(Page extract):

++++++++++++++++++++

Consistent with the targeted module analysis, differential gene expression analyses across time showed a large transcriptome-wide response in samples collected two and six months after bleaching relative to pre-bleaching baseline expression (figure 4). A total of 4766 DECs (2805 upregulated and 1961 downregulated contigs) were identified between samples collected two months after bleaching and pre-bleaching baseline samples (figure 4a; electronic supplementary material, dataset S1). The top upregulated DECs at the two-month time point in April 2015 had annotations for proteins involved in response to stress and apoptosis, including heat-shock proteins, the transcription factor fosB, and BAG-domain containing proteins (electronic supplementary material, table S6 and dataset S1). Functional enrichment analyses showed that the upregulated DECs at two months were significantly enriched (p.adj < 0.05) for gene products associated with extracellular regions and calcium ion binding (electronic supplementary material, table S7). Downregulated contigs had no significant functional enrichment.

Figure 4.

Figure 4.

Changes in transcriptome-wide gene expression across the bleaching recovery period. (a) Regression of contig expression for each sample date (y-axis) against pre-bleaching baseline expression (x-axis). Each point represents a differentially expressed contig (DECs, p.adj < 0.05) identified using DESeq2. Points above the 1:1 line are upregulated and below the 1:1 are downregulated at the respective date relative to pre-bleaching baseline levels. (b) DAPC of transcriptome-wide gene expression data. Plot displays the density distribution of colonies along the first principle component and arrows mark the direction and magnitude of the transcriptional shift across the recovery period. (Online version in colour.)

++++++++++++++++++++

(Raw data):

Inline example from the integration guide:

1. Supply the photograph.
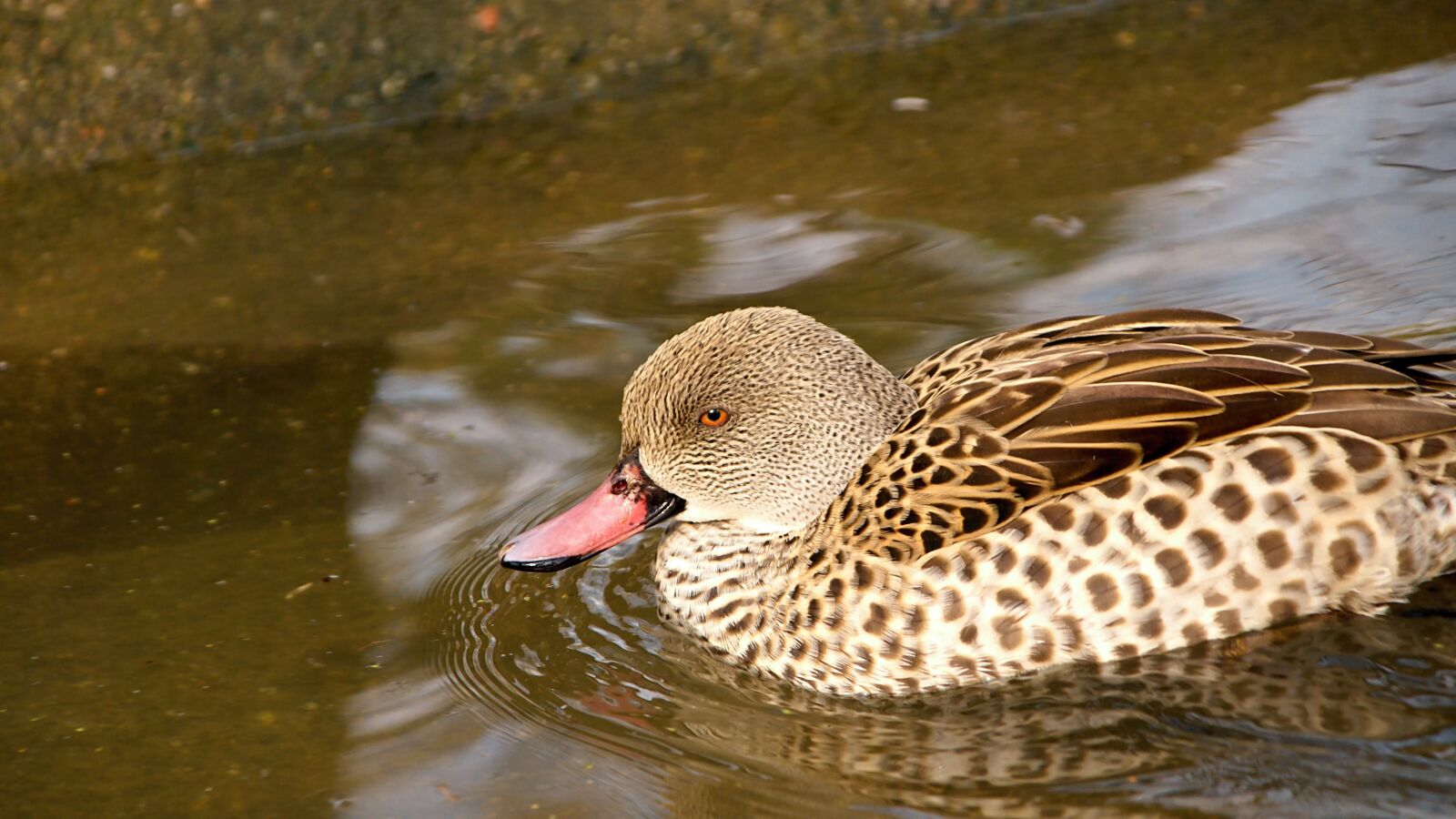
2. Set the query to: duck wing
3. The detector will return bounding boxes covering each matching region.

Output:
[830,309,1456,557]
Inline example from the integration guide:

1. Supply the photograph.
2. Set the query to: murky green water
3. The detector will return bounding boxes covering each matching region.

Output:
[0,0,1456,816]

++++++++++++++++++++

(Task 1):
In the gene-expression extract, how many differentially expressed contigs were found between the two-month samples and the pre-bleaching baseline?
(Task 2):
Rewrite the part of the gene-expression extract starting with "Changes in transcriptome-wide" and going on through "version in colour.)", replacing "density distribution" with "frequency distribution".

(Task result 1):
4766

(Task result 2):
Changes in transcriptome-wide gene expression across the bleaching recovery period. (a) Regression of contig expression for each sample date (y-axis) against pre-bleaching baseline expression (x-axis). Each point represents a differentially expressed contig (DECs, p.adj < 0.05) identified using DESeq2. Points above the 1:1 line are upregulated and below the 1:1 are downregulated at the respective date relative to pre-bleaching baseline levels. (b) DAPC of transcriptome-wide gene expression data. Plot displays the frequency distribution of colonies along the first principle component and arrows mark the direction and magnitude of the transcriptional shift across the recovery period. (Online version in colour.)